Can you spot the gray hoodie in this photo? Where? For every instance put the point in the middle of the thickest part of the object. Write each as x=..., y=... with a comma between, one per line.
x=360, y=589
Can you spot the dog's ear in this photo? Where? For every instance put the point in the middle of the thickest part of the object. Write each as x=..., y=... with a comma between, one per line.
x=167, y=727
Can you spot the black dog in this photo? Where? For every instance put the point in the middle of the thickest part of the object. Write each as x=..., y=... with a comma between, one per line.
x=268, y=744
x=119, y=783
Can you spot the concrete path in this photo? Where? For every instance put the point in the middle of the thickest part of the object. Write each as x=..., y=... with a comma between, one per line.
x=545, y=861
________________________
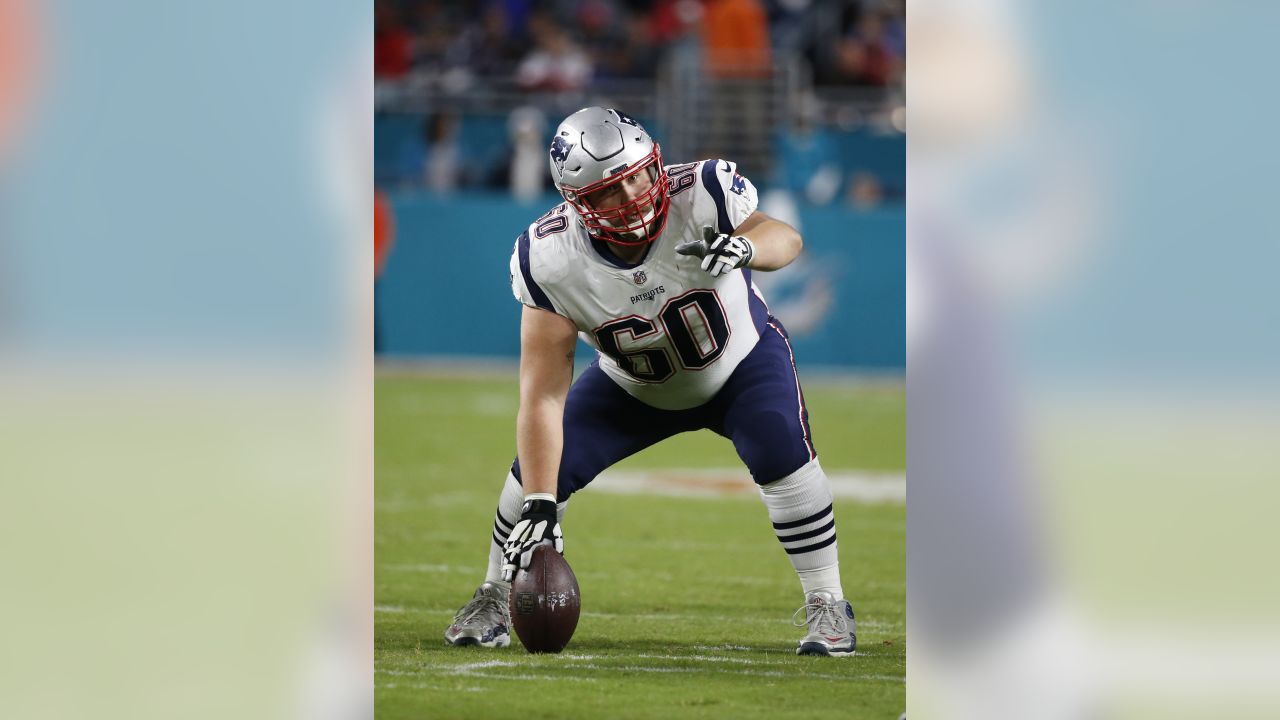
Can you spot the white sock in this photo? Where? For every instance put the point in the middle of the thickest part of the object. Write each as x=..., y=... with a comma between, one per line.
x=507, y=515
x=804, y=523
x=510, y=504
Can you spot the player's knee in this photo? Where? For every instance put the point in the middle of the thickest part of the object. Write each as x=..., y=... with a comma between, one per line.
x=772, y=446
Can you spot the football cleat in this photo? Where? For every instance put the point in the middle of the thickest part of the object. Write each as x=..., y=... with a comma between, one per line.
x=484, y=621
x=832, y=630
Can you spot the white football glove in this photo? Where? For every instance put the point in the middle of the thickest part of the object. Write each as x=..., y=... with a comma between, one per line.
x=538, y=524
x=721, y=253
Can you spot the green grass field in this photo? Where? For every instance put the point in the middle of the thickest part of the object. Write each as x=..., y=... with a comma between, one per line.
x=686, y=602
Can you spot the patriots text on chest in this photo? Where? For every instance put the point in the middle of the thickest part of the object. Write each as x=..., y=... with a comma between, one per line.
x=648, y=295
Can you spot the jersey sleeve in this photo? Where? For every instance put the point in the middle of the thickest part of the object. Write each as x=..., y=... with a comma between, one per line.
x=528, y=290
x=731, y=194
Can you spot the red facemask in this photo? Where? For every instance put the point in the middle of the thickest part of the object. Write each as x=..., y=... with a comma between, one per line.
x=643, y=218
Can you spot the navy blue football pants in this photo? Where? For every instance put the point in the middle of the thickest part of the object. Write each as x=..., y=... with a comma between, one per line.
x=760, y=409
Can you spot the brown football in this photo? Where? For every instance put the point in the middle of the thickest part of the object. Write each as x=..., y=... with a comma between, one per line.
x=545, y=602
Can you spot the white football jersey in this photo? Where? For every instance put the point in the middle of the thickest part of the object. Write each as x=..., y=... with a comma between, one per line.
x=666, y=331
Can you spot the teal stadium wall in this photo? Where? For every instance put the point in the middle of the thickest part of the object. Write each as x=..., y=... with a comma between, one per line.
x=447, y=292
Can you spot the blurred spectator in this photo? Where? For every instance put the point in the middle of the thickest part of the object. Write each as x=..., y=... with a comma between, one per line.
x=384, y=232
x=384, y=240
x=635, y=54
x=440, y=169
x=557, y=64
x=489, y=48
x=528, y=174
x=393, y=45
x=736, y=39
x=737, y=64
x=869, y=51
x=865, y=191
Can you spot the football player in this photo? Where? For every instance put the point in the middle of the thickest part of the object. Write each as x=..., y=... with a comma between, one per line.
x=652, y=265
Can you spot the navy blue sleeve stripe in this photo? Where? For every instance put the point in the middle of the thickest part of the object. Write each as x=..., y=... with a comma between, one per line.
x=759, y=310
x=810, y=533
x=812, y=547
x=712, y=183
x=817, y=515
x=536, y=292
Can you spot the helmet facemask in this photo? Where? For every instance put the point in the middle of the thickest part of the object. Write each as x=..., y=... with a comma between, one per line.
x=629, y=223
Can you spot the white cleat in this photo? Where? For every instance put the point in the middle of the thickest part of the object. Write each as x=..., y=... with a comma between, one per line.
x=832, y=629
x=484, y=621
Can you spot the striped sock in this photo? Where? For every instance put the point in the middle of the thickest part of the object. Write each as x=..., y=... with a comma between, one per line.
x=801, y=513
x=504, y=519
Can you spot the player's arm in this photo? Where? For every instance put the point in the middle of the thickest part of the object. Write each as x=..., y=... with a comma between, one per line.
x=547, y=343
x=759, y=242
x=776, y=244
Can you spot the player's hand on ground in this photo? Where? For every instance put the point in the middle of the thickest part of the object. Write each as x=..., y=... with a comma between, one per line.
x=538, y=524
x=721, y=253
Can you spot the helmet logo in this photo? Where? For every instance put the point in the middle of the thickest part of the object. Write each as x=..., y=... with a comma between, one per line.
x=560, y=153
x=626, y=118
________________________
### Exercise objective
Put the lines of the entries into a JSON list of strings, one string per line and no blank lines. Start at the line containing "Can you spot the player's hand" and end at the line containing "x=626, y=118", including both.

### Task answer
[
  "Can you spot the player's hand on ground in this photo? Where? For every instance put the point in the middle of the thickest part of the object. Write each as x=..., y=... with a comma between, one per line.",
  "x=538, y=524",
  "x=721, y=253",
  "Can you spot the helmet logo in this photo? Where? For every instance put the point in the middle of the thickest part of the object. Write each as x=..., y=... with a comma between, one per line.",
  "x=560, y=153",
  "x=626, y=118"
]